= Assignment =
Go through the listing below and show each line that has the word "racing".

= Data under study =
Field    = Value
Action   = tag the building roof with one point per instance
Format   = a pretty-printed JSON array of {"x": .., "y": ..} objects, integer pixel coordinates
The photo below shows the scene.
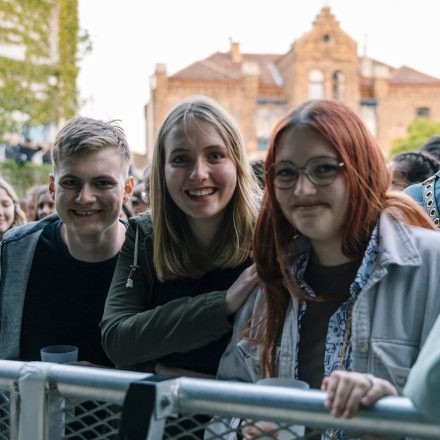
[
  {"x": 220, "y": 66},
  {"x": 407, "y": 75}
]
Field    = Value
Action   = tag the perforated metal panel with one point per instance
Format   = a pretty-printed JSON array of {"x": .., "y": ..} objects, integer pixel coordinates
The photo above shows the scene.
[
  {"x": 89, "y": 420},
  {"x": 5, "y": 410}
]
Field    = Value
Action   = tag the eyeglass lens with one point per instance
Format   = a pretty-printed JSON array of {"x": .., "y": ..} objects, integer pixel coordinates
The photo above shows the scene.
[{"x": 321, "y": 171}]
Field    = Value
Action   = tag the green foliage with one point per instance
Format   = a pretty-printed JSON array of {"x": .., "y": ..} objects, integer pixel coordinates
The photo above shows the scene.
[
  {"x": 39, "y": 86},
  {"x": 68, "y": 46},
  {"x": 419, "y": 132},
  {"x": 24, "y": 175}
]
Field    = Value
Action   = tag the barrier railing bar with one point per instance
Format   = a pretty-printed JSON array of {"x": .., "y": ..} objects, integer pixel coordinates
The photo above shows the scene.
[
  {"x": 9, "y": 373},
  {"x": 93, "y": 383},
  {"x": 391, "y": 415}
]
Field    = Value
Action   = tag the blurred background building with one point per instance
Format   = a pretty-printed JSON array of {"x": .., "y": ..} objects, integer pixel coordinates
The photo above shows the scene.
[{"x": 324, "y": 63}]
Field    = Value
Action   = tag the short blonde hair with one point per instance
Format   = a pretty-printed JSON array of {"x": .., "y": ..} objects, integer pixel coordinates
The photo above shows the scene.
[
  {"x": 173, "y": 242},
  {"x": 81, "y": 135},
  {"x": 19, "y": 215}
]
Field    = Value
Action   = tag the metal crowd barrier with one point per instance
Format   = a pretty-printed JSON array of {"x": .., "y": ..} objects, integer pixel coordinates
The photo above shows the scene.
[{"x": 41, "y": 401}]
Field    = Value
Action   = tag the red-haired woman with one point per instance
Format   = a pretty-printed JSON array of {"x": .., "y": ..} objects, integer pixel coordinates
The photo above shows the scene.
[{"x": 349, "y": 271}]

--

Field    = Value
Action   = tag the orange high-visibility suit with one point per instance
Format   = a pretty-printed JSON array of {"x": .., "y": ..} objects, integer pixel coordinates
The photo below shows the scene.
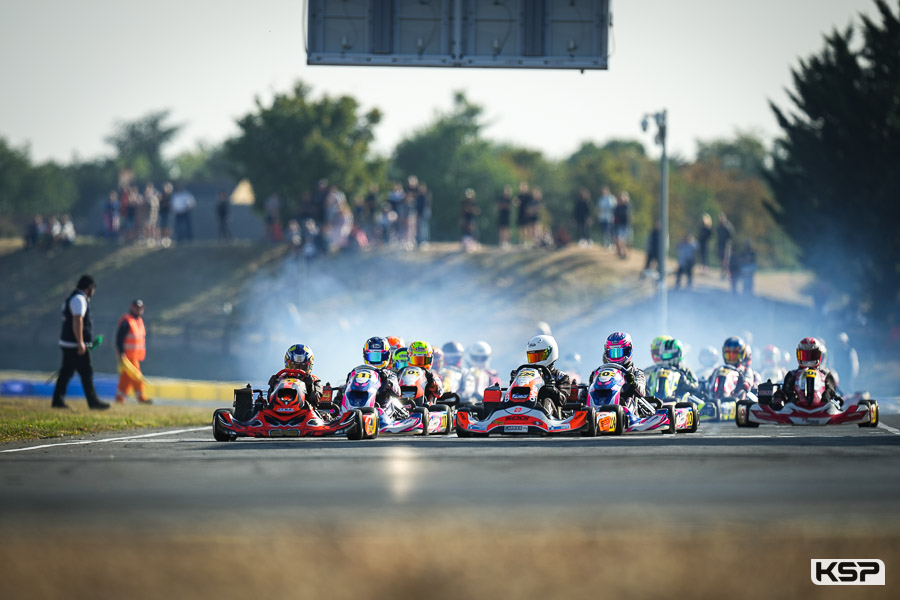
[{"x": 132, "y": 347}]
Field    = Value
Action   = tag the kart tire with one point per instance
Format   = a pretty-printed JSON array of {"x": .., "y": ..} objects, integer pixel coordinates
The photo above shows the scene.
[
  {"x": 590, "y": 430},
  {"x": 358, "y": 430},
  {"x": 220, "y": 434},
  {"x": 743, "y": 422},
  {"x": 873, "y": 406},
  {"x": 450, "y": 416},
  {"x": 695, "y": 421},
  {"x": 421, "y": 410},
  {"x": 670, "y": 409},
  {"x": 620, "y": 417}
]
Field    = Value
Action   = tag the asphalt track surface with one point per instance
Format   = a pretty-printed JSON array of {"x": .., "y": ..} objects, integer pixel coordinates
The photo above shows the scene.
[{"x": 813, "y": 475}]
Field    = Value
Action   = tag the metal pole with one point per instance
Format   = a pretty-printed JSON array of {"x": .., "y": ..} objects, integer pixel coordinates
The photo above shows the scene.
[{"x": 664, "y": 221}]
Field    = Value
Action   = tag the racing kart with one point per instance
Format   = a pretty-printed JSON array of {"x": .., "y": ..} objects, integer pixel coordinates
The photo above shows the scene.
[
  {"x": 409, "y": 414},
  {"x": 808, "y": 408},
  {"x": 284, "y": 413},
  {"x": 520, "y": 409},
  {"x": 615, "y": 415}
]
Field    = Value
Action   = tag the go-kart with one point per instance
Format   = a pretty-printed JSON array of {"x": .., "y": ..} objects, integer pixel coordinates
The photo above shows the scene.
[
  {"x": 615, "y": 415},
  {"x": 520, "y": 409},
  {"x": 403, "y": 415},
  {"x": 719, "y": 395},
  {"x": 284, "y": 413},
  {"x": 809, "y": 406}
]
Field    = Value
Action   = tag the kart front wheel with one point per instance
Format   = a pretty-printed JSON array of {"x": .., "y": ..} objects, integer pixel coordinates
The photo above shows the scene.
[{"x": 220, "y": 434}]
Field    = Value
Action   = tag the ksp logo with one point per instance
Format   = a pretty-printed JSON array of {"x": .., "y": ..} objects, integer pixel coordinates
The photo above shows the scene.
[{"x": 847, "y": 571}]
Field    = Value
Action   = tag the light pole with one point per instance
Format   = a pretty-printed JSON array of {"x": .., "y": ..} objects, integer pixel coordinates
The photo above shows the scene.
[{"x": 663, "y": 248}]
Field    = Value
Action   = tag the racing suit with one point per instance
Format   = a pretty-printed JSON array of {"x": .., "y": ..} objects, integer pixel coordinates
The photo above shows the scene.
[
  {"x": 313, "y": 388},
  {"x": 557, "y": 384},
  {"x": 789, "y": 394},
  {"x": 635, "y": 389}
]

= Output below =
Action   = tag the racing kart with one point per instance
Action   = tag the racing suit with one point per instance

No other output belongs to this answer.